## Things to do
[a] Using the excerpt on coNCePTuaL command-line options, what are the answers to these?
(i) What value does 'nummsgs' take by default?
(ii) Which short option is equivalent to --messages?
(iii) What does giving @FILE to --comment do?
[b] Could you carry on the excerpt on coNCePTuaL command-line options from its last line?

* BEGIN Document section *

For instance, the declaration ‘nummsgs IS "Number of messages to send" AND COMES FROM "--messages" OR "-m" WITH DEFAULT 25*4’ declares a new coNCePTuaL variable called ‘nummsgs’. ‘nummsgs’ is given the value ‘100’ (‘25*4’) by default. However, if the user running the program specifies, for example, --messages=55 (or, equivalently, -m 55), then ‘nummsgs’ will be given the value ‘55’. The following is an example of the output that might be produced if the program is run with --help or -?:

Usage: a.out [OPTION...]
  -m, --messages=<number>     Number of messages to send [default: 100]
  -C, --comment=<string>      Additional commentary to write to the log
                              file, @FILE to import commentary from FILE,
                              or !COMMAND to import commentary from COMMAND
                              (may be specified repeatedly)

* END Document section *
* BEGIN Given data *

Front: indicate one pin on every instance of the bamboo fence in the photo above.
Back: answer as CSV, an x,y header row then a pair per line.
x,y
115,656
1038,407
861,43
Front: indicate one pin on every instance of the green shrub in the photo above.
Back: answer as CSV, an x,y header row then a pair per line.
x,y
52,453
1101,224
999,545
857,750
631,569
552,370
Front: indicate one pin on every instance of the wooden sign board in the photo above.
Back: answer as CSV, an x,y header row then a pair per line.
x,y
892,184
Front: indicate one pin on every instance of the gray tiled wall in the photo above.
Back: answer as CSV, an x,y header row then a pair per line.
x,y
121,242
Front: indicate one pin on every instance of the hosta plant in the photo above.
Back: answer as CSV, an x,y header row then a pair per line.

* END Given data *

## Results of the exercise
[a]
(i) 100 (written as 25*4)
(ii) -m
(iii) It imports commentary from FILE.

[b]
  -L, --logfile=<string>      Log-file template [default: "a.out-%p.log"]
  -N, --no-trap=<string>      List of signals that should not be trapped
                              [default: ""]

Help options:
  -?, --help                  Show this help message
  --usage                     Display brief usage message

The above is only an example. Depending on what libraries were available when the coNCePTuaL run-time system was configured, the output could be somewhat different. Also, long options may not be supported if a suitable argument-processing library was not available at configuration time. The above example does indicate one way that help strings could be formatted. It also shows that the coNCePTuaL run-time system reserves some command-line options for its own purposes. Currently, these all use uppercase letters for their short forms so it should be safe for programs to use any lowercase letter.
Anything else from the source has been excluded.